───── Trecho selecionado

De onde vêm as diversas línguas na verdade? As pessoas sempre gostaram de falar do desconhecido por meio de metáforas. Quando não há explicação científica para algo, é comum recorrer a histórias mitológicas. Isso também se aplica à questão sobre como surgiram os idiomas. Por que, afinal, são usadas palavras distintas assim que uma fronteira é atravessada? Ao tentar entender esse fenômeno, a Linguística muitas vezes se depara com obstáculos. Por essa razão é fascinante observar mais de perto os variados mitos que existem mundo afora sobre a origem das linguagens humanas. Da Bíblia ao Império Asteca e da Austrália à China: neste artigo, embarcamos em uma viagem ao redor do planeta analisando 80 – ou quase 80 – lendas que falam sobre como os idiomas nasceram entre os povos.
O surgimento das línguas: a história bíblica da Torre de Babel
Essa é uma das narrativas mais conhecidas da Bíblia. Nós, da Babbel, até devemos nosso próprio nome a ela, com um “b” extra. A história é encontrada no Livro de Gênesis, o primeiro da Bíblia, depois do Dilúvio. Graças à Arca de Noé, alguns seres vivos da Terra são salvos e retomam suas atividades. Naqueles tempos longínquos, todos falam a mesma língua. Mas, quando as pessoas decidem erguer uma grande torre para alcançar o céu, elas são punidas por Deus. A fim de evitar a construção, ele torna impossível o diálogo entre os humanos. A comunicação trava e as pessoas não se entendem mais – foi assim que surgiram os diferentes idiomas. Com isso, a Torre de Babel foi sendo lentamente esquecida e os humanos foram se agrupando em comunidades linguísticas espalhadas pelo planeta. O nome Babel está relacionado à Babilônia, uma antiga cidade da Mesopotâmia, cujo nome agora encontramos na província iraquiana de Babel (ou Bâbil).

──────────
───── Linhas listadas

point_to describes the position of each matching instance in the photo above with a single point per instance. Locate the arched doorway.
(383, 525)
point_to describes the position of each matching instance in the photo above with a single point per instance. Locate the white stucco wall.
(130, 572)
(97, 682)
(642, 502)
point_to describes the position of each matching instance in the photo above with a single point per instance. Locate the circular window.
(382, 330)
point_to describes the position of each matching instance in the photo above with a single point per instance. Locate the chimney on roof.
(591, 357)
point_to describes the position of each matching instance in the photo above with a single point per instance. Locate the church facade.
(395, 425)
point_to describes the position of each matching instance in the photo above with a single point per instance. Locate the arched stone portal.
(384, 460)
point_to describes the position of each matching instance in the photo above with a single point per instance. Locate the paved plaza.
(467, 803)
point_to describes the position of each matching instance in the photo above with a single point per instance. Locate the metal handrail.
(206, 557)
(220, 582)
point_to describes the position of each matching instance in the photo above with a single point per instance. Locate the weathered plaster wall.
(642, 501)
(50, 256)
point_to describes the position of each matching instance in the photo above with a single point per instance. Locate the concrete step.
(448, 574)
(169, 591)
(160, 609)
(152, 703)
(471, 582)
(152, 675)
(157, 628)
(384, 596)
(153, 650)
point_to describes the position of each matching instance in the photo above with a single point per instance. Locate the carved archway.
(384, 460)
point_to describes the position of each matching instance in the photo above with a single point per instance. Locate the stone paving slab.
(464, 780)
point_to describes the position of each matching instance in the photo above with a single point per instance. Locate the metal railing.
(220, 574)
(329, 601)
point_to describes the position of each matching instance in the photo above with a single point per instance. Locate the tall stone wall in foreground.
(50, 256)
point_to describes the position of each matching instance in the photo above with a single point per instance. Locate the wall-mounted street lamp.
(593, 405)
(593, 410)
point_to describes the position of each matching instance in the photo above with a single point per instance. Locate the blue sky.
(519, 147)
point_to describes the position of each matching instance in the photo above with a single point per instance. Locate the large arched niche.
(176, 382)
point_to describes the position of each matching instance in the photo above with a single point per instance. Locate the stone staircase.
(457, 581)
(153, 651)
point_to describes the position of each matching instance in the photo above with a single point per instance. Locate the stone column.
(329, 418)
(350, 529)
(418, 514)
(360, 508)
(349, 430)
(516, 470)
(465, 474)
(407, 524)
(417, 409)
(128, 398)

──────────

» O que fazer
1. Conforme o trecho selecionado, por que Deus tornou impossível o diálogo entre os humanos? Explique em uma a três frases.
2. Retome o texto sobre a origem das línguas logo depois da última frase apresentada.

» Respostas esperadas
1. Deus quis evitar a construção da grande torre que as pessoas decidiram erguer para alcançar o céu. Como punição, tornou impossível o diálogo entre elas, e a comunicação travou.

2.
Lendas africanas sobre a origem das diferentes línguas
Uma grande variedade de idiomas é falada na África. Desse modo é fácil imaginar que uma narrativa cheia de símbolos e metáforas foi igualmente usada ali para tentar explicar a origem das diversas línguas. As histórias contadas na região também falam que pretendia-se quebrar a harmonia entre as pessoas. No entanto, desta vez, não foi a construção de uma torre que desencadeou a ira do Todo-Poderoso, mas sim uma fome devastadora que quase enlouqueceu as pessoas. Depois que o mal desapareceu, ele deixou para trás um verdadeiro rastro de horror pois, de uma única língua, surgiram várias. Cada aldeia, que havia ficado isolada durante a crise de fome, passou a falar um idioma próprio.
Em parte, as lendas dos diferentes povos do continente africano se assemelham. Na África subsaariana, por exemplo, diz-se que pessoas arrogantes queriam construir uma torre para alcançar seu criador, Nyambe, mas que, como a estrutura colapsa, muitas pessoas perderam a vida e o caos começou a dividir quem restou. O antropólogo James George Frazer foi um dos primeiros pesquisadores ocidentais a estudar as crenças africanas sobre a origem das línguas.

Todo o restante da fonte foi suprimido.